Exercise instructions: Your answer is every line of the material below in which the string "query" occurs.

*** Opening Data for review ***

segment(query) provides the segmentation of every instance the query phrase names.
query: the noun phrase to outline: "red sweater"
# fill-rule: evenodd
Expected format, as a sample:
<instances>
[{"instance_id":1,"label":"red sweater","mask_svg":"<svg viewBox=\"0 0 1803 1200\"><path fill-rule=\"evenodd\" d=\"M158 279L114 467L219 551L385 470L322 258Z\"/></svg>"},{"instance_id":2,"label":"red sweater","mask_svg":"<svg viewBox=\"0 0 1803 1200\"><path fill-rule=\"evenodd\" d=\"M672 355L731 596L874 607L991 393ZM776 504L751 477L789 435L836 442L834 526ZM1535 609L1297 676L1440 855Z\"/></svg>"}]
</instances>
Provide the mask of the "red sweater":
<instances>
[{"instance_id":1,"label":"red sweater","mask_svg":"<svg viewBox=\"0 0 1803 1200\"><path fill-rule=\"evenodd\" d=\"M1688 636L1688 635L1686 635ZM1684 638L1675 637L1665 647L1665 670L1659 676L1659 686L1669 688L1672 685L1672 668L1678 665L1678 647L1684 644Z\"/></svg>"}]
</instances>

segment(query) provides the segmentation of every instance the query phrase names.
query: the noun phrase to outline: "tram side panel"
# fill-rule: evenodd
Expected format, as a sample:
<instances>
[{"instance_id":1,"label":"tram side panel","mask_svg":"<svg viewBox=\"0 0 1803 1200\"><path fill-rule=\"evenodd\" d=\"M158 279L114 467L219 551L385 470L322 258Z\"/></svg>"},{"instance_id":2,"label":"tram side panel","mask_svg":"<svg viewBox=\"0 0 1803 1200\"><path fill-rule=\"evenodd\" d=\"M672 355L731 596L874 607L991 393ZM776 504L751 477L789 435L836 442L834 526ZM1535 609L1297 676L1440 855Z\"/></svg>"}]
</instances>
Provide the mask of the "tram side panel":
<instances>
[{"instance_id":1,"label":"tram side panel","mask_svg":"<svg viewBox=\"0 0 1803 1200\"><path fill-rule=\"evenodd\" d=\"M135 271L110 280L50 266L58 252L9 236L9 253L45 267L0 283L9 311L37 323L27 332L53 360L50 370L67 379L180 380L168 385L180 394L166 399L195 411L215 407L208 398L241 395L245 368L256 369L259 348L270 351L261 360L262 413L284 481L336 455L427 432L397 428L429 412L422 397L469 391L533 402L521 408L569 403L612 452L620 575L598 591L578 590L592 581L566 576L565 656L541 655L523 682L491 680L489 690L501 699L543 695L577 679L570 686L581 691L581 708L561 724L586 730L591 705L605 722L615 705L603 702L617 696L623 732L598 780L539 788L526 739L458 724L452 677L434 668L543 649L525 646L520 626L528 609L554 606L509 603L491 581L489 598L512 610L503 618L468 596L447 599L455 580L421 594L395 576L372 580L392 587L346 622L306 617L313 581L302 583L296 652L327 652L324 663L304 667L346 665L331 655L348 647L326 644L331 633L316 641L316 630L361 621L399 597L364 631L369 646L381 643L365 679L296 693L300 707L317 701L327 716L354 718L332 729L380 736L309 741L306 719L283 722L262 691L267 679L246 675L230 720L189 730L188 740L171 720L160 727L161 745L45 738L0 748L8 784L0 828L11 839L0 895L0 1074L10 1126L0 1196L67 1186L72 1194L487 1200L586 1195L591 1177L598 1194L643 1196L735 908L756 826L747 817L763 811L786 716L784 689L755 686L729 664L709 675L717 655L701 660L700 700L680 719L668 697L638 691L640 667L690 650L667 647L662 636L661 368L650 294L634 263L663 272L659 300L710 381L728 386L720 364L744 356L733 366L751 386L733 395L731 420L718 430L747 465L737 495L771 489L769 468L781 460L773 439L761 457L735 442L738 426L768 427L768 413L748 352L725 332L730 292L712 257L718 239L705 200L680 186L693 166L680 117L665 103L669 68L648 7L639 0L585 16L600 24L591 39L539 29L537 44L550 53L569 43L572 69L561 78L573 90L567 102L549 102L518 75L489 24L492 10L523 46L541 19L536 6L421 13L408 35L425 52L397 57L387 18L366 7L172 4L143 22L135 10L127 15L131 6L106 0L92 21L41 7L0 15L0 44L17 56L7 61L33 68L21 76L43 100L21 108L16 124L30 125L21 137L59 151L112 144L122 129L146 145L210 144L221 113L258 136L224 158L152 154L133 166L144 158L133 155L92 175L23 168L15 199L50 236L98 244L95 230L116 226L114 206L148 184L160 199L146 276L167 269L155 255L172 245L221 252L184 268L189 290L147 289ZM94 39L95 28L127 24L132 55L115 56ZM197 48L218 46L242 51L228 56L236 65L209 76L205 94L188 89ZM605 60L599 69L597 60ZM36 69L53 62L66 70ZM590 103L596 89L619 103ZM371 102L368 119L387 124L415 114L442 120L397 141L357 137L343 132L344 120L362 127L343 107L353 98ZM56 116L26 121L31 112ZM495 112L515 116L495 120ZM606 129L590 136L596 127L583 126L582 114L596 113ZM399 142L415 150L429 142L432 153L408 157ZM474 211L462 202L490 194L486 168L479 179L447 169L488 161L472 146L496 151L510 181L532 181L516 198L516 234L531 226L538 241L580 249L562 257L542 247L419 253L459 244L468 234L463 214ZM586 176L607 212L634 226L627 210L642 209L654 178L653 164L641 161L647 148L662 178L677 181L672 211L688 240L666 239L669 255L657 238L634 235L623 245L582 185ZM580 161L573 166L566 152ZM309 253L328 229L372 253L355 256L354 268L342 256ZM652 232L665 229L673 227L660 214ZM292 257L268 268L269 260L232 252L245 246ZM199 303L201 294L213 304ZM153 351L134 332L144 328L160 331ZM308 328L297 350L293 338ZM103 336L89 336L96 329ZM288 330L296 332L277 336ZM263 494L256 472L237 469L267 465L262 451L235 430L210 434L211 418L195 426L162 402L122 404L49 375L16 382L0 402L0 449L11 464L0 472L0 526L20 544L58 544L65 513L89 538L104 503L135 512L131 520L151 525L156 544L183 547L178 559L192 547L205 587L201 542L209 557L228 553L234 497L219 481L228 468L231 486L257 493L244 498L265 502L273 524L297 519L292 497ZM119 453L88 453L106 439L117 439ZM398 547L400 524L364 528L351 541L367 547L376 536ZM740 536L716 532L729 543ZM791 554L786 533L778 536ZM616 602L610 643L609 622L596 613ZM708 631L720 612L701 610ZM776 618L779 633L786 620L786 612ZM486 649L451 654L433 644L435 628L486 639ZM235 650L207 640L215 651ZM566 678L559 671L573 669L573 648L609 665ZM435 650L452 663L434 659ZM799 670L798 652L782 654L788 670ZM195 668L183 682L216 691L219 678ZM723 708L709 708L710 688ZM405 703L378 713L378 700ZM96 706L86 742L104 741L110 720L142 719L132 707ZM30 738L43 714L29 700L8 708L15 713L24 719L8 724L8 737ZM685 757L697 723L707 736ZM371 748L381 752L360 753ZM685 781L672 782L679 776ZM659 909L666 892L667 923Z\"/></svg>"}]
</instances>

*** Closing Data for review ***

Solution for this task:
segment(query) provides the segmentation of every instance the query phrase names.
query: the noun phrase to outline: "red sweater"
segment(query) provides the segmentation of every instance the query phrase names.
query: the noun phrase to outline: "tram side panel"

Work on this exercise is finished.